>> BEGIN Records shown

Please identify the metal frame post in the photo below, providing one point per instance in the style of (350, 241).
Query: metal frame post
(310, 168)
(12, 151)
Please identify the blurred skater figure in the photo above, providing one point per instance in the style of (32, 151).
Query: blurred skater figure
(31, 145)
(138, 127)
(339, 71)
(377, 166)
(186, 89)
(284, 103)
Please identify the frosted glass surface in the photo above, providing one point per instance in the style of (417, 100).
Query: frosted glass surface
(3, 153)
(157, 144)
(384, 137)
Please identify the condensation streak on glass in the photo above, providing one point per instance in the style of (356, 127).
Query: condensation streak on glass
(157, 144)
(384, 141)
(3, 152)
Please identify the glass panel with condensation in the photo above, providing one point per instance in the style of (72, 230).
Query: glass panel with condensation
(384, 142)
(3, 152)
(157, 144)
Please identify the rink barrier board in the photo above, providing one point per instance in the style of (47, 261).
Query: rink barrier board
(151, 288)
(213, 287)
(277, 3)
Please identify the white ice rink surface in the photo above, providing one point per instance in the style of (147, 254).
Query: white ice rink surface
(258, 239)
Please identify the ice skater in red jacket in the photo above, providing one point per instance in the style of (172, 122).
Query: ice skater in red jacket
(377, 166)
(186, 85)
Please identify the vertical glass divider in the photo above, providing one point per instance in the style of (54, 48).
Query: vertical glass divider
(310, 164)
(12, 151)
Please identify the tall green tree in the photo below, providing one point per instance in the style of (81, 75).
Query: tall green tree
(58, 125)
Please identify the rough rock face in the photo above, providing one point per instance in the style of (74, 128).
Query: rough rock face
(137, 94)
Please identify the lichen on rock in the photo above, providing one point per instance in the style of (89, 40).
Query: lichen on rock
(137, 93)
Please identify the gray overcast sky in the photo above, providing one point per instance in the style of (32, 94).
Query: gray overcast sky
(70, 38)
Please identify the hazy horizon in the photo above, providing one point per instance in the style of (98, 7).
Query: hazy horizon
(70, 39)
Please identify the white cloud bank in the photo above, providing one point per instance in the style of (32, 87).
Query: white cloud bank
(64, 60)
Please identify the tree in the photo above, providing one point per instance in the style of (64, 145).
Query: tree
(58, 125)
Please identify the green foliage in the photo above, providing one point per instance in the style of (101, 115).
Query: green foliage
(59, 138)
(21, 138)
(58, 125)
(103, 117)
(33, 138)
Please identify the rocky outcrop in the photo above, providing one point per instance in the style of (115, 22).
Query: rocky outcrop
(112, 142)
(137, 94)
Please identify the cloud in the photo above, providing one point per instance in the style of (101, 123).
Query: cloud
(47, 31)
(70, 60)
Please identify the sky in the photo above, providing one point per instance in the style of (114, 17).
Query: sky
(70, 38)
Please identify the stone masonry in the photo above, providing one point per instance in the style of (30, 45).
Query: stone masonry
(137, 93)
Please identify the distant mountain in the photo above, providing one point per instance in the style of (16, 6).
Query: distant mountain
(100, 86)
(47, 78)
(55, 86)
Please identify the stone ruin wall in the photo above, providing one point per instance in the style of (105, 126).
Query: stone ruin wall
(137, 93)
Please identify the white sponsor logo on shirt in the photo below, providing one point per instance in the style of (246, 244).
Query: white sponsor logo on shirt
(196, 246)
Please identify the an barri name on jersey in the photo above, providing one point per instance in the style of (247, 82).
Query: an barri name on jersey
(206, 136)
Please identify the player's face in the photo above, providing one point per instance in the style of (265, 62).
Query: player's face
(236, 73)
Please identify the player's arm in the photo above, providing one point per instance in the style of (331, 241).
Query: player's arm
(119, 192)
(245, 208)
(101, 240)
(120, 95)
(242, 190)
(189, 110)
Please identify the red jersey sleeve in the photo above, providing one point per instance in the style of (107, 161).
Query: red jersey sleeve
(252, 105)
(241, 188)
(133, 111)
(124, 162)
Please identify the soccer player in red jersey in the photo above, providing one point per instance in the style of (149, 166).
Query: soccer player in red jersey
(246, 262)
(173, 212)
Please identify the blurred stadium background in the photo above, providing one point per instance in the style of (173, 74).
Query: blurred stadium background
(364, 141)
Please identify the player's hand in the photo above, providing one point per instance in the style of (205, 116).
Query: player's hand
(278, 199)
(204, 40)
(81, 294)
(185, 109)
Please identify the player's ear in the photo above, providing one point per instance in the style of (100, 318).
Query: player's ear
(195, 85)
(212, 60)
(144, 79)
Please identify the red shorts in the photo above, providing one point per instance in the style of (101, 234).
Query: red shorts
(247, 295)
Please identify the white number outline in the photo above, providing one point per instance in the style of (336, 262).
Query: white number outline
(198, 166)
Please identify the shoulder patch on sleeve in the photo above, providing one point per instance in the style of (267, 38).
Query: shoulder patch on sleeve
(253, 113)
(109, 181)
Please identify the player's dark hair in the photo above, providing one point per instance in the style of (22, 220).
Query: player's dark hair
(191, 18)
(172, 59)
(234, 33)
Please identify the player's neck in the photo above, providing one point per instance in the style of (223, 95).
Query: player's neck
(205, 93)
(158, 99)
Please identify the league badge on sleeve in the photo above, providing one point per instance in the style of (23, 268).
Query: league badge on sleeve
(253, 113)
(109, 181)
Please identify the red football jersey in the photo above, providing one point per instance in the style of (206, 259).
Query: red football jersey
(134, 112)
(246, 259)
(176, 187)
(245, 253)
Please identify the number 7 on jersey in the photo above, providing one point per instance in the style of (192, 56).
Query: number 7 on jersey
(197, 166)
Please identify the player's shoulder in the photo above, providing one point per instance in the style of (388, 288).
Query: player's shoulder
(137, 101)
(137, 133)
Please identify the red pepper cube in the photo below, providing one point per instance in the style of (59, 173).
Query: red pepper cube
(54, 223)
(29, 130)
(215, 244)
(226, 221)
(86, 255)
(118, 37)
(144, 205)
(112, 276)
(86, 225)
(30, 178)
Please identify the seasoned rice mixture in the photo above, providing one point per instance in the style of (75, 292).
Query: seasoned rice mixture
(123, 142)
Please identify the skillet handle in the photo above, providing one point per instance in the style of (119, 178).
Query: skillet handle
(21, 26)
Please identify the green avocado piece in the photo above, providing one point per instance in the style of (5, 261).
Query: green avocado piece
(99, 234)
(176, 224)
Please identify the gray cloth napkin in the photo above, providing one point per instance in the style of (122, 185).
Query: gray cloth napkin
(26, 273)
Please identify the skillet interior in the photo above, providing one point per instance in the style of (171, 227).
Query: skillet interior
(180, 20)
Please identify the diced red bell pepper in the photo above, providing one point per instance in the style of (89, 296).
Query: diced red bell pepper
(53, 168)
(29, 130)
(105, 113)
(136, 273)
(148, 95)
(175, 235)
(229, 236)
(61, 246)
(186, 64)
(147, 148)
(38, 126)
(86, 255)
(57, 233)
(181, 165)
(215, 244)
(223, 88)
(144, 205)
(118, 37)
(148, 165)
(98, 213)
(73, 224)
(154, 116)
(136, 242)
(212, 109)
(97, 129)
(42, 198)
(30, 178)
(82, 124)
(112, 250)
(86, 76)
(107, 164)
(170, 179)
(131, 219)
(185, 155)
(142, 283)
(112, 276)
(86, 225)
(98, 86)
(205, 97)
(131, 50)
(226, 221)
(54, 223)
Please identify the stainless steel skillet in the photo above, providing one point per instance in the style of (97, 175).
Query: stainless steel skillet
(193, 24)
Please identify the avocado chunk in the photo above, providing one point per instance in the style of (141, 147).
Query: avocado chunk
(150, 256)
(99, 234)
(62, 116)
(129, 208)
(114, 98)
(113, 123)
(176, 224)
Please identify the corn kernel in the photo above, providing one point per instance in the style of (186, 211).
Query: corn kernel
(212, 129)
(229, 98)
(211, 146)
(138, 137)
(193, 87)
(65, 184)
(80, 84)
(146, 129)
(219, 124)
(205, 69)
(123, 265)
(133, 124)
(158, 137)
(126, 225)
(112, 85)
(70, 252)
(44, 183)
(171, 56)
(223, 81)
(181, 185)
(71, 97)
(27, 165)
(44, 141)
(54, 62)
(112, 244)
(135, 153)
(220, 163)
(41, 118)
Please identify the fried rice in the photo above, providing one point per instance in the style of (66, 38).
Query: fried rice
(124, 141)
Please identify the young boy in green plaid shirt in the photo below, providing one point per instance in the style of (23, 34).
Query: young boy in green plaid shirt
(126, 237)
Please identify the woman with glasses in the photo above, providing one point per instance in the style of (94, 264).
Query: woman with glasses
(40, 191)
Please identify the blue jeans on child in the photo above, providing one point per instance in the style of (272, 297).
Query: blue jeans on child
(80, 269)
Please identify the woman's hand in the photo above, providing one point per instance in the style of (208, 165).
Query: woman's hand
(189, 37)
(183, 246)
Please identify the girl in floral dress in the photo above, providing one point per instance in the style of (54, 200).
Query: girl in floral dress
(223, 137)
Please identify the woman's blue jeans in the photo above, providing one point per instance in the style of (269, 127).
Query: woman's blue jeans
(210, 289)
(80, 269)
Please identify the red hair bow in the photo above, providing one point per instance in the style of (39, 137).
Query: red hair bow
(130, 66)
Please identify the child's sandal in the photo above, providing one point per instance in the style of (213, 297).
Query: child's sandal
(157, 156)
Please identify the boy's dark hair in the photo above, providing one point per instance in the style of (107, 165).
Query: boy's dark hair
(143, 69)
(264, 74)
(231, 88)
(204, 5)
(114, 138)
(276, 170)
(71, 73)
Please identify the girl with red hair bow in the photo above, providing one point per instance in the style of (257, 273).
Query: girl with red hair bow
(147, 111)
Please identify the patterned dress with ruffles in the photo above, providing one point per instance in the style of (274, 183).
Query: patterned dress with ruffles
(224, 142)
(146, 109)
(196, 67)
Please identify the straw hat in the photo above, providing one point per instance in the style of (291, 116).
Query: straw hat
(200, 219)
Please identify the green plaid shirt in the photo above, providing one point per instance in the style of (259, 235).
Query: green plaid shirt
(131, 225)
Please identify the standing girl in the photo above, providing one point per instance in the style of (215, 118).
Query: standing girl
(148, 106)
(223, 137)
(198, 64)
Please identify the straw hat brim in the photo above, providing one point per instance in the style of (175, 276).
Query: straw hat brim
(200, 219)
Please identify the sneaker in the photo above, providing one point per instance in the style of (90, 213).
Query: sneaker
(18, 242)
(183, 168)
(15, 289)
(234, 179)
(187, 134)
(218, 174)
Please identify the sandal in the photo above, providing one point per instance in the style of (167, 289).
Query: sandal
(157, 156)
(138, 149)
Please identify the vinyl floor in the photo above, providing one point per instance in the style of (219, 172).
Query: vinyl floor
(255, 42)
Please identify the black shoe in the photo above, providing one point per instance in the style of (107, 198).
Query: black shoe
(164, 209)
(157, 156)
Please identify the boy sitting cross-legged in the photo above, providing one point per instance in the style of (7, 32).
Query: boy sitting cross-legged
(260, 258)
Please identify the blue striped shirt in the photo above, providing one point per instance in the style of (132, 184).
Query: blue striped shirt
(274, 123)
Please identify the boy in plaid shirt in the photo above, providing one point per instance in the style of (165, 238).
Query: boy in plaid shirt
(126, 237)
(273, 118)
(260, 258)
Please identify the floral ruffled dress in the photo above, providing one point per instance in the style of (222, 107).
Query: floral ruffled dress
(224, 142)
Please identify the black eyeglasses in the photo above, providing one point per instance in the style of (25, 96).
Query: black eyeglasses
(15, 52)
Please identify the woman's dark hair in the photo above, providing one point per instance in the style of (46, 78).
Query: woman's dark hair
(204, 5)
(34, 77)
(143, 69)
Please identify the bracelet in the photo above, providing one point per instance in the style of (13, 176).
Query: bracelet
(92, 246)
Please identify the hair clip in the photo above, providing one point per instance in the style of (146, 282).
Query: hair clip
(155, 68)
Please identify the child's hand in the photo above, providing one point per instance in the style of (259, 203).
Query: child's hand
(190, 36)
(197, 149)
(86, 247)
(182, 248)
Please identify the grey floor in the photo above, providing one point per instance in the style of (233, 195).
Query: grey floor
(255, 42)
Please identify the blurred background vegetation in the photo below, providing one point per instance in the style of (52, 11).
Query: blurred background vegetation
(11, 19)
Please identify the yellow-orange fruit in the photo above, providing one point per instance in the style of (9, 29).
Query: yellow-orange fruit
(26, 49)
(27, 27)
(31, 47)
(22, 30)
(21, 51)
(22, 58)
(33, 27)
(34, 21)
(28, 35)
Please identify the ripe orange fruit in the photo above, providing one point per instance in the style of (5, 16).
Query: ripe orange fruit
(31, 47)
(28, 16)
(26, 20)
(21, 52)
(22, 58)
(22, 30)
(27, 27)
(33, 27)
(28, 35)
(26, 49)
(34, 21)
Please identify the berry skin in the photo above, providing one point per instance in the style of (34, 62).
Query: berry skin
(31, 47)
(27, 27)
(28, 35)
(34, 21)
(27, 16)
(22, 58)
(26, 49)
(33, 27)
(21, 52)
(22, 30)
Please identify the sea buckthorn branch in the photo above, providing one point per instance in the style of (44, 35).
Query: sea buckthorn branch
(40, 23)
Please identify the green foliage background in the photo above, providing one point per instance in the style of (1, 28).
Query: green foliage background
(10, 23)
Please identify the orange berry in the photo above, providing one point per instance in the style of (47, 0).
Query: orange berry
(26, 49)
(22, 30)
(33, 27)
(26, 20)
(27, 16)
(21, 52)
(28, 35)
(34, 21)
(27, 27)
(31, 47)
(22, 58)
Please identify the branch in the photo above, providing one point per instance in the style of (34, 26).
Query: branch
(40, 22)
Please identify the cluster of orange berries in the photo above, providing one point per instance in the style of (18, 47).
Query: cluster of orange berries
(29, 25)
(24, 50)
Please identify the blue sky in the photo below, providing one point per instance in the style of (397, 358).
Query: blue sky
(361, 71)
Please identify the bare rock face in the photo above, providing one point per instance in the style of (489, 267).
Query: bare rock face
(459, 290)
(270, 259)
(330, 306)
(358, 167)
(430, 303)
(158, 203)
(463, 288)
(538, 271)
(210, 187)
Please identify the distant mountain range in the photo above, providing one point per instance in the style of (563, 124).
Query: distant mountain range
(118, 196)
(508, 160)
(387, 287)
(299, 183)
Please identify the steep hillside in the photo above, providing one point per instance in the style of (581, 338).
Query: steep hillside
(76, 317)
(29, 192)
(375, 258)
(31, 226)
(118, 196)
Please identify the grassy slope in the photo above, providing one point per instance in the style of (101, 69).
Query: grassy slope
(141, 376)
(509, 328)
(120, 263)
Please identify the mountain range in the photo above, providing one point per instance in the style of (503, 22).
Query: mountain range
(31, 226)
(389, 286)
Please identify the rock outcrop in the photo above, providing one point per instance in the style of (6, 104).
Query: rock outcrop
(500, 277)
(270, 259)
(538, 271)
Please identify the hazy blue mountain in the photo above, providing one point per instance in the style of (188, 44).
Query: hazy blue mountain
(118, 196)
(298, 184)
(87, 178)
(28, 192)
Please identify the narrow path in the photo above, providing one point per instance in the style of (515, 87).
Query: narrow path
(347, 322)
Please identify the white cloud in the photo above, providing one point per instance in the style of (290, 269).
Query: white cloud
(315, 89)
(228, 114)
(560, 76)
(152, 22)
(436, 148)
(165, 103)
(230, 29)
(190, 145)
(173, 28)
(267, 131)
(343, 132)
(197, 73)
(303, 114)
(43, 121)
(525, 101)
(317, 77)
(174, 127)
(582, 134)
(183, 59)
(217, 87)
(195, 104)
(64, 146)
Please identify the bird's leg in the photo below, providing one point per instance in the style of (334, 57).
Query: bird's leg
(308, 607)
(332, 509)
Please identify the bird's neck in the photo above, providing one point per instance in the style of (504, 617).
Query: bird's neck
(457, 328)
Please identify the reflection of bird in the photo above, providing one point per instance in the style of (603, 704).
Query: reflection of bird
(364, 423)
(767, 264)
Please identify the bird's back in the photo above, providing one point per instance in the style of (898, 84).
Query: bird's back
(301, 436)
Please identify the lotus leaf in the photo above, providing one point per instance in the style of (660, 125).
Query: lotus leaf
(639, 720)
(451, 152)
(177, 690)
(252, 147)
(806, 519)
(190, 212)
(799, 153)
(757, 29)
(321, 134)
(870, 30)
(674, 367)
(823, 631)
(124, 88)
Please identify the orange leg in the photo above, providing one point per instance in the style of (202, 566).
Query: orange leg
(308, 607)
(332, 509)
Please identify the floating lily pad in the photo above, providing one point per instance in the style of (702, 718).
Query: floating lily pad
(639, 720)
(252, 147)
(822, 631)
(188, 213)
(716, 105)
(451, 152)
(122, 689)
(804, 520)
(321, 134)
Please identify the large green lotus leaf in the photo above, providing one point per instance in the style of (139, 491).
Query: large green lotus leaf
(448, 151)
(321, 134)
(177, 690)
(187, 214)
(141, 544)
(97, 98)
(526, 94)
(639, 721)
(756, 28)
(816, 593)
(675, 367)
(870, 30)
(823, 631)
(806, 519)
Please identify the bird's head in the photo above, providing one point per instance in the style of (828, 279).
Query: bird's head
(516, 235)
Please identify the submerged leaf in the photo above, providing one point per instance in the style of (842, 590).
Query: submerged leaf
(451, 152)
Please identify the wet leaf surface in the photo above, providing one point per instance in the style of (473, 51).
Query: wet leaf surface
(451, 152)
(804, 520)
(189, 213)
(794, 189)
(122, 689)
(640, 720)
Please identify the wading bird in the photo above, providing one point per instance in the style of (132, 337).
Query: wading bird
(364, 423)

>> END Records shown

• Challenge:
Return, word for word, every line from the line with "Please identify the bird's leg" to the final line of the data.

• Full response:
Please identify the bird's leg in the photo below, providing one point per instance in the style of (334, 57).
Query: bird's leg
(308, 607)
(332, 509)
Please identify the bird's neck in the photo above, providing one point per instance in the style of (504, 617).
Query: bird's neck
(457, 328)
Please identify the reflection of bird in the photo above, providing one point per instance in the style of (603, 704).
Query: reflection of bird
(364, 423)
(767, 264)
Please identify the bird's back in the photo above, providing one point per instance in the style of (898, 84).
Query: bird's back
(301, 436)
Please identify the lotus leaf in the photo above, providing one point per instance in the style of (660, 125).
Query: lotus leaf
(639, 720)
(451, 152)
(177, 690)
(252, 147)
(806, 519)
(190, 212)
(799, 153)
(757, 29)
(321, 134)
(870, 30)
(674, 367)
(823, 631)
(124, 88)
Please identify the orange leg in the photo above, providing one point per instance in the style of (202, 566).
Query: orange leg
(308, 607)
(332, 509)
Please identify the floating lily pad in the photo above, providing one point per instance in the style of (702, 718).
Query: floating lily pad
(639, 720)
(252, 147)
(822, 631)
(188, 213)
(716, 105)
(451, 152)
(122, 689)
(804, 520)
(321, 134)
Please identify the large green lotus leaf in the photo above, providing one point per instance in the style of (139, 491).
Query: large green lotus leaf
(448, 151)
(321, 134)
(177, 690)
(187, 214)
(141, 544)
(97, 98)
(526, 94)
(639, 721)
(756, 28)
(816, 593)
(675, 367)
(870, 30)
(823, 631)
(806, 519)
Please identify the bird's head in the photo above, providing one point per instance in the style of (828, 279).
Query: bird's head
(516, 235)
Please identify the submerged leaf in the photo above, providing one point per instance in the style of (842, 590).
Query: submerged leaf
(451, 152)
Please identify the wet leaf surface in the photo above, providing one point per instance in the style of (473, 51).
Query: wet leaf surface
(451, 152)
(804, 520)
(189, 213)
(794, 189)
(122, 689)
(640, 720)
Please identify the wading bird in the photo above, providing one point per instance in the style of (132, 337).
Query: wading bird
(364, 423)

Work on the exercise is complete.